» TEXTE À ANALYSER

%%

Ils ont tiré leur conclusion d’une reconstruction virtuelle en 3D récemment finalisée de la cage thoracique du squelette Kebara 2 – alias « Moïse » – la dépouille sans tête, mais presque complète de Néandertal, exhumée en 1983 dans une cave du nord d’Israël et maintenant conservée à l’université de Tel Aviv.
Ce qui est frappant dans la nouvelle étude est l’analyse géométrique morphométrique – une comparaison entre la structure reconstituée et les squelettes de l’homme moderne. Le modèle 3D de la cage thoracique de Néandertal comparé à celui de l’homme moderne « nous a permis de prendre en compte des éléments que nous ne pouvions pas voir ou mesurer avant », a déclaré Been.
Selon elle, étudier les hommes de Néanderthal donnerait plus d’espace aux médecins afin de mieux accepter les différences à l’intérieur de la population.
« Je pense que comprendre d’où nous venons nous donne une perspective afin de comprendre qui nous sommes. Dans le domaine médical, nous avons souvent pensé les choses d’une manière, ‘normal et anormal’. Nous oublions de regarder la diversité », a-t-elle déclaré.
En juillet, un duo de chercheurs, dans leur soixantaine, a descendu une falaise de 30 mètres pour retrouver de la vaisselle vieille de 2 000 ans tandis qu’un soldat israélien de 18 ans les protégeait au bord de la frontière avec le Liban.
A l’intérieur de la cave de 3 mètres sur 1,5, l’équipe a trouvé des poteries de toutes tailles – des grandes vaisselles pour cuisiner mais aussi des jarres pour contenir du vin – qui occupaient tout l’espace au sol.
« Au début, j’ai dû faire des acrobaties pour ne pas marcher sur la poterie », a déclaré le Dr Danny Syon, un archéologue expérimenté de l’Autorité israélienne des Antiquités.
Le Dr. Yinon Shivtiel de l’université Zefat, qui a supervisé de nombreuses fouilles de grottes en Galilée au cours des 30 dernières années, a déclaré que, selon son expérience, « les gens qui vont dans ce genre de grotte sont soumis à un stress. Ils ont dû se cacher pour survivre, a-t-il déclaré. Ce ne sont pas des gens qui vont en vacances, a-t-il plaisanté. Tous les équipements que nous y avons trouvés étaient utilisés pour la survie », a déclaré Shivtiel.
Alors que Tsahal continue sa destruction des tunnels du Hezbollah non loin de cette grotte, ces anciens objets, ramenés à la lumière par un duo d’universitaires passionnés, prennent une résonance assez particulière dans le contexte contemporain.
Un petit joueur dans l’histoire humaine, le pou est important – et ici pour rester
Poussée par une infestation malheureuse à la maison, j’ai finalement eu une application pratique de mon travail de reconstitution du passé : les poux. Regarder dans les petits coins s’est presque transformé en obsession et, alors que mes amis et ma famille, qui en ont souffert, pourront en témoigner, il s’agissait du projet dont j’ai le plus parlé cette année.
En menant des recherches pour mon article sur le pou, j’ai lu de nombreuses études scientifiques et j’ai parlé avec des experts. Cela m’a conduit à enquêter sur les origines mêmes de l’humanité, il y a environ 6 à 7 millions d’années.
Il s’est avéré qu’Israël dispose des meilleures preuves conservées des premiers poux : au site préhistorique Nahal Hever, des archéologues ont découvert les restes de têtes de poux vieux de 9 000 ans, tandis qu’à Massada, ils ont retrouvé des vêtements et des peignes infestés de poux. L’analyse des fragments de cheveux vieux de deux mille ans a donné des preuves directes des conditions difficiles au sommet de la montagne pendant le siège romain.
Le Prof. Kosta Y. Mumcuoglu, un grand expert israélien des poux et entomologiste médical, est un fan inconditionnel de ces petites créatures. Il n’a pas été très optimiste sur leur éradication totale des têtes de nos enfants dans un futur proche.
« Nous en faisons tellement pour nous débarrasser d’eux, mais je peux vous garantir qu’ils continueront à survivre pour les centaines d’années à venir », a déclaré Mumcuoglu.

%%

» DONNÉES FOURNIES
%%

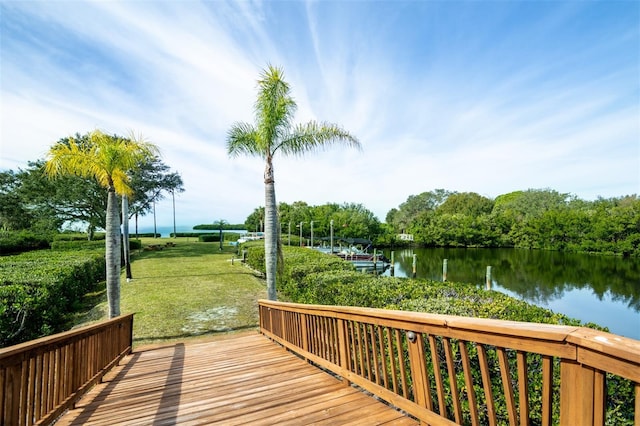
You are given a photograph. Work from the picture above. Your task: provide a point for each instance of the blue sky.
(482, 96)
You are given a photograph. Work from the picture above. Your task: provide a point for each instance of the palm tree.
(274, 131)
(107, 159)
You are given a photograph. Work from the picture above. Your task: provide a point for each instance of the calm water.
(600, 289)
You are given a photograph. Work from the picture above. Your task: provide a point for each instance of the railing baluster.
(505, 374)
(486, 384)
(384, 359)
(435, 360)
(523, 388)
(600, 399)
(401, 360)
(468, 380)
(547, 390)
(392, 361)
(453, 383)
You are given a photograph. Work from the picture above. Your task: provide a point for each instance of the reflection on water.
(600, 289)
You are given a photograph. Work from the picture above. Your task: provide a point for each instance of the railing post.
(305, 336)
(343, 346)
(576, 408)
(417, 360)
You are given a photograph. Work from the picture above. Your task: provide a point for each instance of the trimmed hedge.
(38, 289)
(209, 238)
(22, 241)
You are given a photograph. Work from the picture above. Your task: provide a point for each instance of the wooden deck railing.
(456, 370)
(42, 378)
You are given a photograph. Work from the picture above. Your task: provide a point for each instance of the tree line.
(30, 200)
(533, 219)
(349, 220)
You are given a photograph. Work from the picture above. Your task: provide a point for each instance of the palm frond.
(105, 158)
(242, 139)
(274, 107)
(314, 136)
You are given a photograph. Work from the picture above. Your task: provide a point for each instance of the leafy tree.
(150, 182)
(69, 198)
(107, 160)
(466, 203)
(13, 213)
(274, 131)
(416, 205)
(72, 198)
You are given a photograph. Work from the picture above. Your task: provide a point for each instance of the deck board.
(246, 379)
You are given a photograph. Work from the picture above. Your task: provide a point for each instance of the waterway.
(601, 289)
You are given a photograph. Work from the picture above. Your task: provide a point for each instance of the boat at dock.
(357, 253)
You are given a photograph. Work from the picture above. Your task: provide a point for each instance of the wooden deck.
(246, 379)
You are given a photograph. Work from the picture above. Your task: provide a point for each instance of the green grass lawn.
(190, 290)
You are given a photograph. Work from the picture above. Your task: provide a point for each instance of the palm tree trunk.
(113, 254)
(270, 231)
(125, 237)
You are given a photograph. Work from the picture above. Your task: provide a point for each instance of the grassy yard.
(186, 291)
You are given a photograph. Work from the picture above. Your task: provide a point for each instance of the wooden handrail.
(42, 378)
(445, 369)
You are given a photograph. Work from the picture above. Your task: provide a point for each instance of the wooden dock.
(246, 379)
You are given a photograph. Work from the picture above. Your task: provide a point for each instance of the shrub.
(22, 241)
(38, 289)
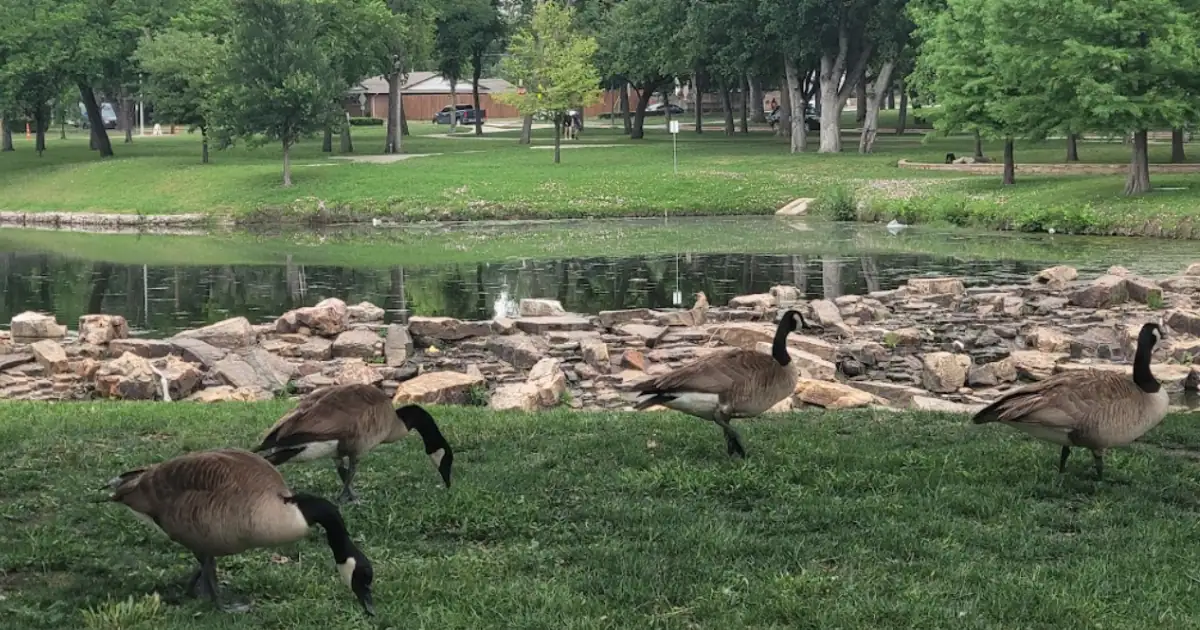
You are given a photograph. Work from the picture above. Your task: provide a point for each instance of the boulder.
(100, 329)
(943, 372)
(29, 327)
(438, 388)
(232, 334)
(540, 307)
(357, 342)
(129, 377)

%%
%%

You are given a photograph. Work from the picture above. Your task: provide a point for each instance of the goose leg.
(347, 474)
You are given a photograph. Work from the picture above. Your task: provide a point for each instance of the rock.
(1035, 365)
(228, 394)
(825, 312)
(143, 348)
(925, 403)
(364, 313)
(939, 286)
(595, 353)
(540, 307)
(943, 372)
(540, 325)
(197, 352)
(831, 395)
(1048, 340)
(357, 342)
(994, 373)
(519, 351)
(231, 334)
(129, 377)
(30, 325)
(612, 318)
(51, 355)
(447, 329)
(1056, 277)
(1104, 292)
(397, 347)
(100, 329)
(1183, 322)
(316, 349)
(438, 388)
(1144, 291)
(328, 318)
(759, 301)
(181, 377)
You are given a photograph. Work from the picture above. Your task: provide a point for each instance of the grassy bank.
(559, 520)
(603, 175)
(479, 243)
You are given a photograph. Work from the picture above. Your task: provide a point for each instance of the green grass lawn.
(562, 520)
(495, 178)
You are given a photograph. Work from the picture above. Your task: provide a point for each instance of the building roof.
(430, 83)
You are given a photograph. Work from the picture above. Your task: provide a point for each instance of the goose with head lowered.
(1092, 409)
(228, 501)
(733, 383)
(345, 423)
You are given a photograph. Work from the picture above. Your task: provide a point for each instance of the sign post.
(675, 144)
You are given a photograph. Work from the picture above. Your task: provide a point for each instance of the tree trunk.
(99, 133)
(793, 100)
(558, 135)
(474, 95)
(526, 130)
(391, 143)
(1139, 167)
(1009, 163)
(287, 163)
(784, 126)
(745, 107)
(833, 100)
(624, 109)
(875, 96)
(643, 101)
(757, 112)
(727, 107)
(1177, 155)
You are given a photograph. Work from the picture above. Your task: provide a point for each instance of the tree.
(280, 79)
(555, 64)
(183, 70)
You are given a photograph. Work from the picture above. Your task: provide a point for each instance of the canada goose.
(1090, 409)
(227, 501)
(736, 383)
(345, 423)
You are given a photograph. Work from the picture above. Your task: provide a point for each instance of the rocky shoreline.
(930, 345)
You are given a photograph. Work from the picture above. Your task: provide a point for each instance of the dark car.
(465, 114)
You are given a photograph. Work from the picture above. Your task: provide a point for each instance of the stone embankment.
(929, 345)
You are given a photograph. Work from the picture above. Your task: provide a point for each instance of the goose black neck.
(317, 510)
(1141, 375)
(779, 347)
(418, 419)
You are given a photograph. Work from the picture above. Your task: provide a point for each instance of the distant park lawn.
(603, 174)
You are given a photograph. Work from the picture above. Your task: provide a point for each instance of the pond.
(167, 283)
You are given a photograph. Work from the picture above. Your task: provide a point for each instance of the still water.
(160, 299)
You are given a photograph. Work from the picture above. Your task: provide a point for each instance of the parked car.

%%
%%

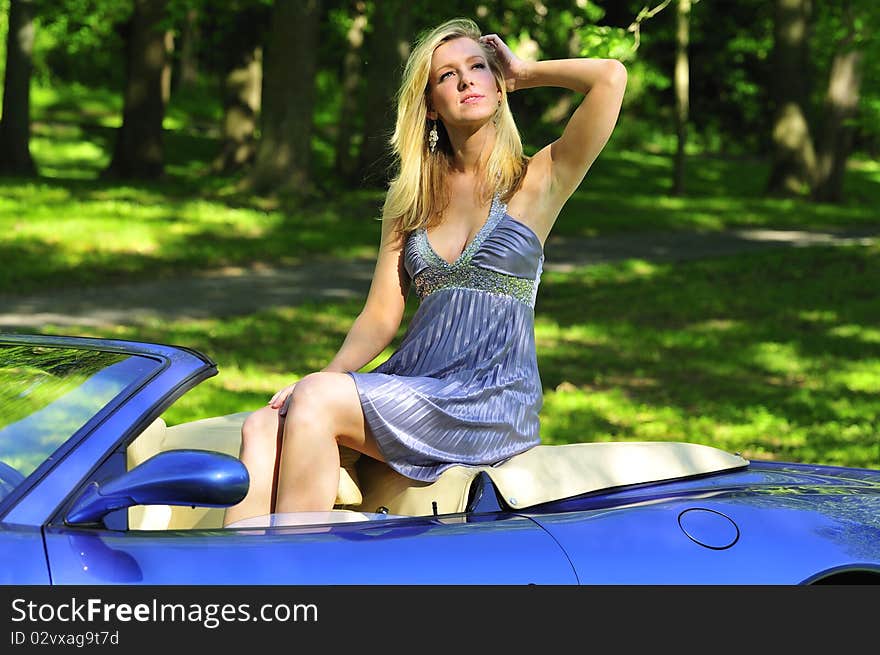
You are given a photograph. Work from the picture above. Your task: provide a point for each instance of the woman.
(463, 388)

%%

» OBJECTIF DE L'EXERCICE
D'après le texte à analyser, en quelle année le squelette Kebara 2 a-t-il été exhumé ?

» RÉSULTAT ATTENDU
En 1983.